Pendant la «morte saison», l’Avent, Noël et le Carême sont autant de moments qui reflètent l’ordre social et religieux. Mais le Nouvel An, le Carnaval et au-delà le 1er mai laissent aussi place au désordre social avec notamment les parodies, déguisements, et charivaris. Certes ces fêtes sont l’héritage de manifestations pré-chrétiennes, fort souvent investies par l’Église. Elles ont gardé le reflet d’une forme de pensée profane dans laquelle on honorait le végétal. La protection de l’année nouvelle sera placée sous le signe du Gui. «Il faut accrocher le Gui après la porte. On passe dessous en disant “Au Gui l’an neuf! ” Ça porte bonheur. Le premier garçon qui passait dessous choisissait quelle fille il allait embrasser. » Cette pratique s’intégrait dans un rituel de socialisation. «Le premier janvier, on allait souhaiter la Bonne année. Mais, il ne fallait jamais qu’une fille rentre dans la maison la première. Ça portait malheur. Les hommes devaient arriver dans les maisons pour souhaiter la Bonne année, lorsque les jeunes filles étaient encore au lit, vers 5 heures du matin. Mais, il y a des mères qui ne voulaient pas laisser rentrer les garçons! Quand ils rentraient dans les maisons, ils allaient souhaiter la Bonne année aux filles qui étaient dans leur lit. Elles étaient vêtues d’un jupon, d’une chemise et d’une culotte longue. Les garçons leur donnaient la fessée, jusqu’à temps que les fesses rougissent, en chantant “Graine mon Blé, Graine mon Blé, Graine mon Blé”. Les vieux chantaient aussi! Ensuite, on buvait la goutte. On allait dans toutes les maisons. Quand le village était grand, comme à Dun-les-Places, la Bonne année se souhaitait toute la journée. On était un peu saoul! »
Ailleurs, cependant, selon certains informateurs, «il ne faut surtout pas mettre de Gui dans la maison, ça porte malheur». Cette inversion des croyances et du statut de la plante souligne les oppositions avec lesquelles joue la pensée populaire.
Parfois le Houx se substitue au Gui. «On accrochait un bouquet de Houx après la maison, quand il était en fleurs (fruits). On le mettait au jour de l’An, ça portait bonheur. » Après usage, tout comme le Buis, le Houx fait l’objet d’une attention toute particulière. «Quand le Houx était vieux, que les fruits séchaient, il fallait le jeter dans le poêle, le brûler et surtout pas le jeter dehors. »

____

Consigne =
Dites si chacune des affirmations suivantes concorde avec le texte sur les coutumes du Nouvel An, en répondant par oui ou par non et en citant exactement les mots du texte qui tranchent.
1. Le 1er janvier, une fille devait être la première à entrer dans la maison.
2. Le Houx pouvait prendre la place du Gui.
3. Le vieux Houx aux fruits séchés devait être jeté dehors.

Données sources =
____

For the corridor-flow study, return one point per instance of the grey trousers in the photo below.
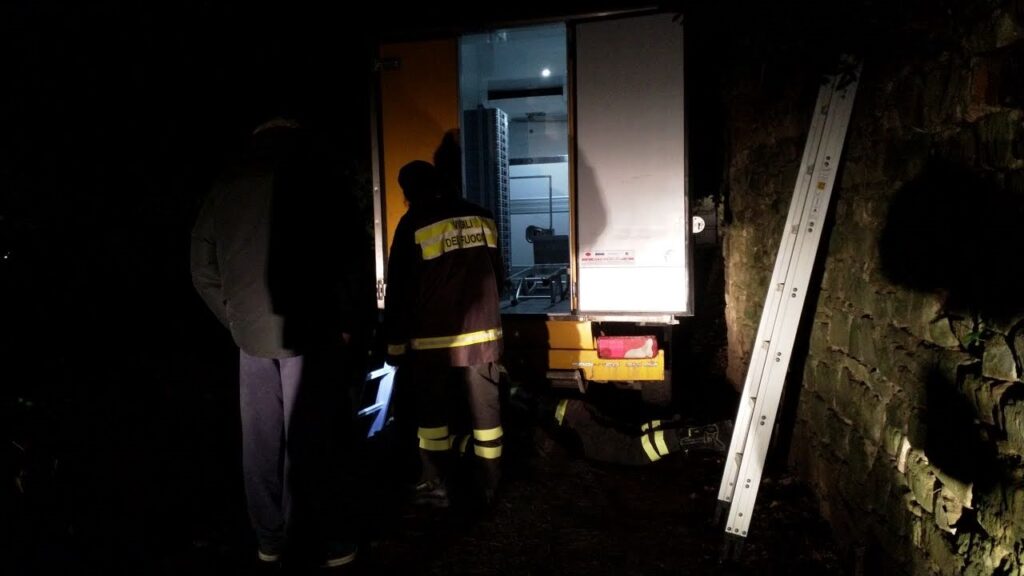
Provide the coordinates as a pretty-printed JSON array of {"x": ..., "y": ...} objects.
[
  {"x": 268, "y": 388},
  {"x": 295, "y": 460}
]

____

Corrigé =
1. Non : « il ne fallait jamais qu’une fille rentre dans la maison la première ».
2. Oui : « Parfois le Houx se substitue au Gui. »
3. Non : « il fallait le jeter dans le poêle, le brûler et surtout pas le jeter dehors. »